## Exercise aim
The data below should be duplicated in full, unchanged.

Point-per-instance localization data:
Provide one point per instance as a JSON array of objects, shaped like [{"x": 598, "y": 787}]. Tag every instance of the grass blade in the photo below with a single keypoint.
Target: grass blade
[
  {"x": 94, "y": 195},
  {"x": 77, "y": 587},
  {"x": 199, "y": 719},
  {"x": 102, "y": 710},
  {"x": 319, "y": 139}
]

## Response to the task
Provide one point per instance as a JSON array of objects, shaped like [{"x": 598, "y": 787}]. Tag every instance of the grass blade in the photo below with a single keypoint.
Target: grass blade
[
  {"x": 94, "y": 195},
  {"x": 77, "y": 587},
  {"x": 199, "y": 719},
  {"x": 102, "y": 710},
  {"x": 319, "y": 139}
]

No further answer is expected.